This patient had normal platelet counts and no evidence of hemolysis (normal total bilirubin, no schistocytes on peripheral smear, normal haptoglobin). A diagnosis of renal-limited thrombotic microangiopathy (rTMA) was made. We did not check ADAMTS 13 (a disintegrin and metalloprotease with thrombospondin type motifs, member 13) due to a low suspicion of thrombotic thrombocytopenic purpura. This patient had a low predictive ADAMTS 13 deficiency score (0/3 points) based on the French scoring system, and genetic evaluation for complement factor was not performed. The patient was treated with eculizumab 900 mg weekly. After three months, the patient remained hemodialysis dependent.
Discussion
TMA is a group of disorders characterized by disseminated occlusive microvascular thrombosis, thrombocytopenia, and ischemic end-organ damage, most commonly in the kidneys and brain [4]. Various anti-neoplastic therapies have been reported to be associated with TMA. These include chemotherapeutic agents (gemcitabine, mitomycin C, and platinum-based drugs), targeted therapy (vascular endothelial growth factor (VEGF) inhibitors, tyrosine kinase inhibitors, and proteasome inhibitors), and immune checkpoint inhibitors (ICI) [1-3]. While these agents have all been reported to cause TMA, their mechanism of actions, clinical features, and disease courses differ.
Cancer drug-induced TMA is divided into two distinct categories: type I and II. The onset of type I is usually six to 12 months after starting therapy in a dose-related manner. This type appears to have permanent and irreversible kidney injury. Drugs characteristic of type I include mitomycin C, gemcitabine, and platinum salts. The pathological finding is both arteriolar and glomerular capillary thrombosis. Type II cancer drug-induced TMA occurs any time after initiation of the treatment in a dose-unrelated manner. This type has a high likelihood of recovery by stopping the drug. Drugs characteristic of type II include VEGF pathway inhibitors. Glomerular capillary thrombosis is exclusively found, but there is no arteriolar lesion in type II [5]. Our patient received therapies that consisted of gemcitabine, ramucirumab, and pembrolizumab.

▶ Data listing:
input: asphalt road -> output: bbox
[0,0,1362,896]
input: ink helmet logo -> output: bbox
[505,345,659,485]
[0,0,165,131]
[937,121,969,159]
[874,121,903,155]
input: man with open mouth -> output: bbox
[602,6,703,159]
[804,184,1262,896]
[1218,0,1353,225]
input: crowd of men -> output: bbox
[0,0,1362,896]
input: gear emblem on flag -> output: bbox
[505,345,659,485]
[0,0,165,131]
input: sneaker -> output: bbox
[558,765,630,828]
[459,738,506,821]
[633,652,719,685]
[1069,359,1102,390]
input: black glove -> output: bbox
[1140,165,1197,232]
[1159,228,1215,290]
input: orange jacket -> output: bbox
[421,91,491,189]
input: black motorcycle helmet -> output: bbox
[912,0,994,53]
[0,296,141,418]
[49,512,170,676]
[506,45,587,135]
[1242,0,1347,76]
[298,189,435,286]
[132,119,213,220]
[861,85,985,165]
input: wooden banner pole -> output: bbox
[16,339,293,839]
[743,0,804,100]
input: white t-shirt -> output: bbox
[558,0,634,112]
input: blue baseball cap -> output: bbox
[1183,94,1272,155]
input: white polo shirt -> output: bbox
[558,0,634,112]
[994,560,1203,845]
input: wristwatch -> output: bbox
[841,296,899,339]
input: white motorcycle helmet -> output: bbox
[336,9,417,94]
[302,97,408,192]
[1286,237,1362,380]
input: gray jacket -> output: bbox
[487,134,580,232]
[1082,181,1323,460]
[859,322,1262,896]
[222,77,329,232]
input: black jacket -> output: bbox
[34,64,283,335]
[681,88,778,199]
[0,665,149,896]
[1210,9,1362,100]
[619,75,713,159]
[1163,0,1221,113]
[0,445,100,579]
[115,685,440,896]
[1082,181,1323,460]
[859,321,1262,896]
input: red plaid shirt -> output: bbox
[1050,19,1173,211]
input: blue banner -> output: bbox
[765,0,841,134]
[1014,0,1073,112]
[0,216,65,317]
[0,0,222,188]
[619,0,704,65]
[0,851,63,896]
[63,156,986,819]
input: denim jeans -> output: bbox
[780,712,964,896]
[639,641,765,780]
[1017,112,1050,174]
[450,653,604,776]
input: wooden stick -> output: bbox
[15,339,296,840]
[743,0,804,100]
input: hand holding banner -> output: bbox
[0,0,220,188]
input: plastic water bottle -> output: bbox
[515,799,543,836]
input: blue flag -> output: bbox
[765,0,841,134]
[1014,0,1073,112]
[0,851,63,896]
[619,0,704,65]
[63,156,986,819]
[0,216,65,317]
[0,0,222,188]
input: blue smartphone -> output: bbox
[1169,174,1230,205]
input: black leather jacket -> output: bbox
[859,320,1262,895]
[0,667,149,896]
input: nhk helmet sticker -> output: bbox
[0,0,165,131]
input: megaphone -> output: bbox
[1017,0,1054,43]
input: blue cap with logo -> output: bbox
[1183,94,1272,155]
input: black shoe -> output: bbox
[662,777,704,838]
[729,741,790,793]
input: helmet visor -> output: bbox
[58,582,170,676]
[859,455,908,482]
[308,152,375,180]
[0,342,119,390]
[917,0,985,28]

▶ Requirement A:
According to the TMA passage, how long after starting therapy does type I cancer drug-induced TMA usually begin?
▶ Requirement B:
Change "eculizumab" to "ravulizumab" in the TMA passage, and give the part between "This patient had normal" and "remained hemodialysis dependent.", inclusive.

▶ Written response A:
Six to 12 months after starting therapy.

▶ Written response B:
This patient had normal platelet counts and no evidence of hemolysis (normal total bilirubin, no schistocytes on peripheral smear, normal haptoglobin). A diagnosis of renal-limited thrombotic microangiopathy (rTMA) was made. We did not check ADAMTS 13 (a disintegrin and metalloprotease with thrombospondin type motifs, member 13) due to a low suspicion of thrombotic thrombocytopenic purpura. This patient had a low predictive ADAMTS 13 deficiency score (0/3 points) based on the French scoring system, and genetic evaluation for complement factor was not performed. The patient was treated with ravulizumab 900 mg weekly. After three months, the patient remained hemodialysis dependent.